=== RECORDS FOR THIS TASK ===
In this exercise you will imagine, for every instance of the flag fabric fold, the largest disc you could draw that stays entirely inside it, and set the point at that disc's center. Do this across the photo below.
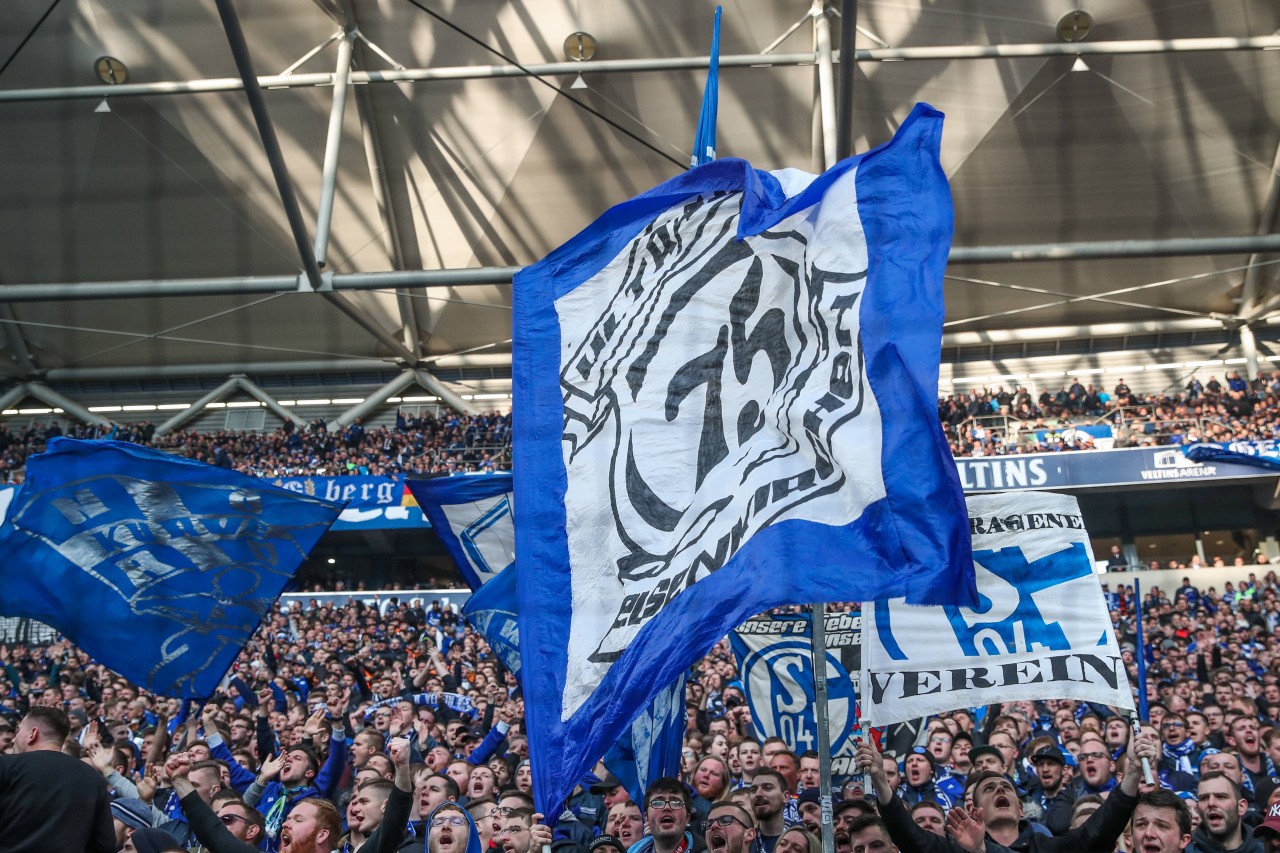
(471, 514)
(727, 391)
(160, 568)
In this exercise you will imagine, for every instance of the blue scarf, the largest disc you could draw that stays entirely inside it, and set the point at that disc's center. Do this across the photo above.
(1180, 756)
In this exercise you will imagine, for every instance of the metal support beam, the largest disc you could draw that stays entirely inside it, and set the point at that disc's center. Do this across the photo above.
(369, 324)
(248, 387)
(333, 146)
(826, 81)
(14, 396)
(374, 401)
(845, 89)
(1078, 332)
(419, 278)
(17, 343)
(42, 392)
(270, 144)
(1249, 347)
(941, 53)
(429, 382)
(197, 407)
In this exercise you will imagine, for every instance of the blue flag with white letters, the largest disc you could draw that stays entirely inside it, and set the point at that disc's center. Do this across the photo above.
(727, 391)
(471, 514)
(159, 566)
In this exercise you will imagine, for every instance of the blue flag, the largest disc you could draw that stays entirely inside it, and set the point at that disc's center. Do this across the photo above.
(704, 141)
(721, 382)
(1265, 454)
(159, 566)
(471, 512)
(492, 611)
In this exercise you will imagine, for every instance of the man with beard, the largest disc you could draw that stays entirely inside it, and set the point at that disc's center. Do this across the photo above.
(768, 801)
(1244, 740)
(730, 829)
(1220, 803)
(918, 785)
(1269, 831)
(996, 799)
(667, 812)
(711, 779)
(522, 831)
(1161, 822)
(1050, 794)
(626, 822)
(449, 830)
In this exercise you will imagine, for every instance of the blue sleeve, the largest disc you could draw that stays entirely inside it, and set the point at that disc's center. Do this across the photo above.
(488, 746)
(241, 778)
(330, 775)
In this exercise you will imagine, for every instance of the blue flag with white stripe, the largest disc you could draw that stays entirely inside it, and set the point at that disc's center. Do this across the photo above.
(159, 566)
(471, 514)
(727, 393)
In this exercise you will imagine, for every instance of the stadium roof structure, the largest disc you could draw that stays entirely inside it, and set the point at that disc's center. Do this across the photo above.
(1115, 165)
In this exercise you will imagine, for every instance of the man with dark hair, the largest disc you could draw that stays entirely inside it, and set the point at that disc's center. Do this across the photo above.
(1220, 803)
(730, 829)
(667, 812)
(50, 801)
(768, 801)
(868, 834)
(1161, 822)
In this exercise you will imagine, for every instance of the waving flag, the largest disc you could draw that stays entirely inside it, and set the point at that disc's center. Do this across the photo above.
(1042, 629)
(727, 391)
(471, 514)
(159, 566)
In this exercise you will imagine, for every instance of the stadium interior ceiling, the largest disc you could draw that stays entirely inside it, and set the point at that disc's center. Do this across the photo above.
(1115, 168)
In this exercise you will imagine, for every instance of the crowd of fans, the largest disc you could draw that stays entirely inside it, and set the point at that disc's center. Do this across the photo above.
(978, 423)
(417, 445)
(347, 728)
(995, 423)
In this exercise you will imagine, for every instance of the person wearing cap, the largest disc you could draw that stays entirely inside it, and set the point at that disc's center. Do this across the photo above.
(1051, 794)
(129, 815)
(1269, 830)
(48, 799)
(918, 784)
(1221, 806)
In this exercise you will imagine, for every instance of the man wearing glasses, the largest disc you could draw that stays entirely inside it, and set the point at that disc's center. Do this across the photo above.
(667, 812)
(730, 829)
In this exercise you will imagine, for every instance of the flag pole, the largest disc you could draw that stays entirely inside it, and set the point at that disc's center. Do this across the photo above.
(818, 637)
(1142, 715)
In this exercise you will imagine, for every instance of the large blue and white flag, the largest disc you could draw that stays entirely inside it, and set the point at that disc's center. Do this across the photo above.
(471, 514)
(160, 568)
(727, 391)
(1041, 630)
(775, 658)
(1262, 454)
(492, 611)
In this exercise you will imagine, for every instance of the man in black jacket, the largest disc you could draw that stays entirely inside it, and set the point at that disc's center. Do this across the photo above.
(48, 799)
(216, 838)
(997, 806)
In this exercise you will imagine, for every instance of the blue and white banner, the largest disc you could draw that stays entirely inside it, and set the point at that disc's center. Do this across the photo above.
(649, 748)
(159, 566)
(718, 382)
(492, 611)
(1042, 629)
(371, 502)
(1265, 454)
(775, 657)
(471, 514)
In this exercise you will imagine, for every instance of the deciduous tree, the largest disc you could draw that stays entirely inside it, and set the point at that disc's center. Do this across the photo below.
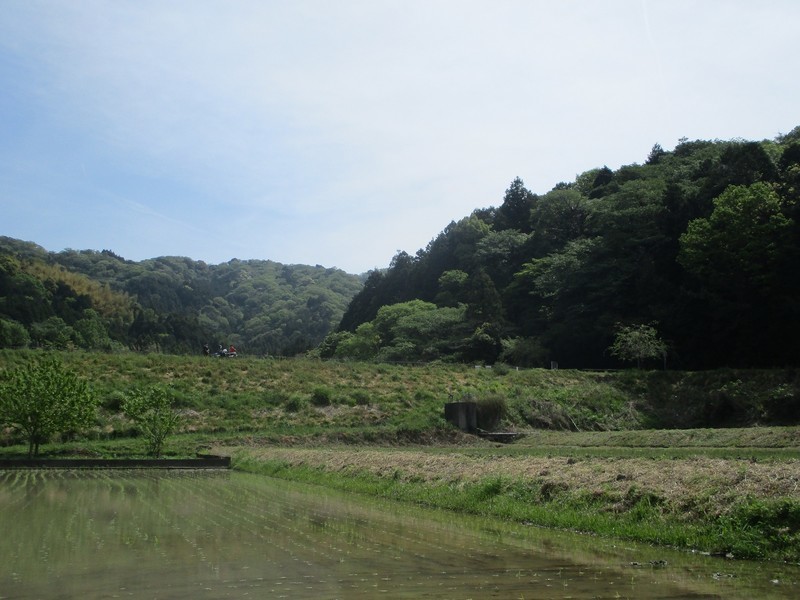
(43, 399)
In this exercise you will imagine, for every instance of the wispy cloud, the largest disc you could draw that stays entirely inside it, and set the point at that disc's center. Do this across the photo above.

=== TASK BRIEF ===
Starting with the line that contains "flag pole, the" and continuing through the end of the items, write out every line again, not only the answers, shifting each coordinate in the answers by -93. Leave the pictures out of your answer.

=== SOLUTION FOR THIS TASK ===
In this exercise you will imagine, for every instance of the flag pole, the largest disc you could draw that stays entirely inside it, and set the point at that disc's center. Do this across the photo above.
(725, 544)
(1049, 622)
In this exercise you will imagine, for every instance of the large blue and white flag, the largest disc you could draw that stays entirely inside it, and set the point at that disc's center. Do this across the photo above.
(378, 421)
(67, 475)
(634, 298)
(948, 537)
(682, 565)
(1169, 361)
(399, 518)
In this exercise you will imagine, for every instance of the man in black jacket, the largest disc you could draw that stays entirely inside it, and set the point at that disc's center. Do this across the photo above.
(-45, 706)
(123, 745)
(904, 713)
In this exercise you will imagine, for every instance of the blue and white banner, the largest disc you could draw that stays entirely inside it, and set the point at that disc's center. Do this across the photo above.
(556, 655)
(66, 473)
(625, 289)
(399, 518)
(949, 536)
(278, 409)
(1172, 361)
(682, 564)
(378, 421)
In this exercise you will imagine, for every instance of the deciduous tree, the largest disc you could draw that stays entirely inside it, and set the point at that disc's center. Do this across the photo below.
(-50, 306)
In this exercise you will imagine, for every instance of the wispy cloud, the largest disc you could draw that stays entirely inside it, and set the point at that disc's center. Do this across the photo above.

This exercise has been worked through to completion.